──────── LISTED ENTRIES
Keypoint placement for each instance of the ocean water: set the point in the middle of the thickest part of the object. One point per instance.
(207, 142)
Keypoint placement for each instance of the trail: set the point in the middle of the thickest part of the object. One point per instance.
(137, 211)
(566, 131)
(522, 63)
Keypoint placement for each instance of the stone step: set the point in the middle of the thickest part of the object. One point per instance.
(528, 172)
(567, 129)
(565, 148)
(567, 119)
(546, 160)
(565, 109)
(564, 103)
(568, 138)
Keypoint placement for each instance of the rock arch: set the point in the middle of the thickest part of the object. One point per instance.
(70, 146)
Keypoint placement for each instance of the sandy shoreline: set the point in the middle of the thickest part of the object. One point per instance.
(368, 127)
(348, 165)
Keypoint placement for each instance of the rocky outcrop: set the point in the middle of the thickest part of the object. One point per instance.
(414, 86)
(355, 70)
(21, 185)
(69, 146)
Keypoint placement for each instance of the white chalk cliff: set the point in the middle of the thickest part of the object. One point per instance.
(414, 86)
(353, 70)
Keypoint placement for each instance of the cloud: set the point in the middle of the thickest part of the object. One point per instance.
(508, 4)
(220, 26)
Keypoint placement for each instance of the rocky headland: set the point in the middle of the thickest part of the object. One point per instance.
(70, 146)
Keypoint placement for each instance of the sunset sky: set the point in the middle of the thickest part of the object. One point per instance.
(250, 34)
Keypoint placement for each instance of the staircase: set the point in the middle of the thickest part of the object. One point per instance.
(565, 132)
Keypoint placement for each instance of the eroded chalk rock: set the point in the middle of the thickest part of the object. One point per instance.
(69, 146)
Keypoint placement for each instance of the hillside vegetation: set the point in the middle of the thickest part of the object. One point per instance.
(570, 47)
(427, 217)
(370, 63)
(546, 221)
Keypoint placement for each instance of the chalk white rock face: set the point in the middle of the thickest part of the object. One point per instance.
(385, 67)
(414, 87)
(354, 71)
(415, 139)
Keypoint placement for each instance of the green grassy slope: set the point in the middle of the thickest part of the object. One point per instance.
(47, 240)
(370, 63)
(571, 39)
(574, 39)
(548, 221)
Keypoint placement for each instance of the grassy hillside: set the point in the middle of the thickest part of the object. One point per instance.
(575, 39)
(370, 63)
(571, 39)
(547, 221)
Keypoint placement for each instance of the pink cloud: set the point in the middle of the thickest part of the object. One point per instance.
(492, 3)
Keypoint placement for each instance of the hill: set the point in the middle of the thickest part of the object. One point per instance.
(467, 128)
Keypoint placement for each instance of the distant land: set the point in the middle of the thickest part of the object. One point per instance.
────────────────
▶ _WORK ORDER_
Word for word, restate the lines above.

▶ _THE ANSWER_
Keypoint placement for each instance of the ocean water: set the point in the middle of the thickest part of the object. One point per instance.
(207, 142)
Keypoint placement for each instance of the trail: set the point in the middle of the thickest part of the object. One point per instance.
(137, 211)
(566, 131)
(522, 63)
Keypoint placement for each instance of the stone step: set the point in the middle of the thickest part of the object. One point per instance.
(528, 172)
(567, 129)
(565, 148)
(567, 119)
(546, 160)
(565, 109)
(564, 103)
(568, 138)
Keypoint placement for each instance of the rock arch: set the point in the middle of the thickest part of the object. One point per instance.
(70, 146)
Keypoint placement for each instance of the sandy shoreline: set the point in the middle of the thickest part of the object. One point per instance.
(368, 127)
(348, 165)
Keypoint placement for each instance of the rocky outcrop: set the point in the middle of the thickest part of the object. One point per instance.
(414, 86)
(355, 70)
(21, 185)
(69, 146)
Keypoint placement for each instance of the white chalk cliff: set the point in the middle of the thickest part of the object. One point per instance.
(414, 86)
(353, 70)
Keypoint placement for each instance of the cloud: set the point in the middle of the thickest part of the object. One point per instance.
(508, 4)
(220, 26)
Keypoint placement for each instance of the rocky headland: set the point in the middle of the thickest part of the object. One point per instance.
(70, 146)
Keypoint placement for each instance of the sunset sky: set the point in the middle of the thickest part of the object. One point per instance.
(250, 34)
Keypoint placement for each instance of the staircase: set the point in the middle of the thickest part of the object. One point per instance.
(565, 132)
Keypoint placement for each instance of the eroded chalk rock: set the point in the middle of the thickest part of the object. One point per instance.
(69, 146)
Keypoint placement for each instance of the hillside vegetation: set the point in the middle of the thickest part of the object. One point per instance.
(570, 47)
(427, 217)
(370, 63)
(546, 221)
Keypoint placement for each instance of the chalk white rock face: set the point in the middle of the thickest part of the object. One point per instance.
(385, 67)
(414, 87)
(354, 71)
(415, 139)
Keypoint placement for each instance of the green grassy slope: set the point in the middle of the thickest part of the object. One point per instance.
(47, 240)
(370, 63)
(571, 39)
(574, 39)
(548, 221)
Keypoint placement for each instance of the grassy hillside: set the point in the middle of the thickest part of the object. One point per instance.
(575, 39)
(370, 63)
(571, 39)
(547, 221)
Keypoint placement for each instance of the pink cloud: set the point in the middle of the thickest part of the object. One point per instance.
(492, 3)
Keypoint placement for each instance of the hill: set the point in the middle of the thickest part of the object. One point per instance.
(467, 128)
Keypoint placement for each instance of the distant land: set the point in the middle of the thickest part of the object. One point per instance.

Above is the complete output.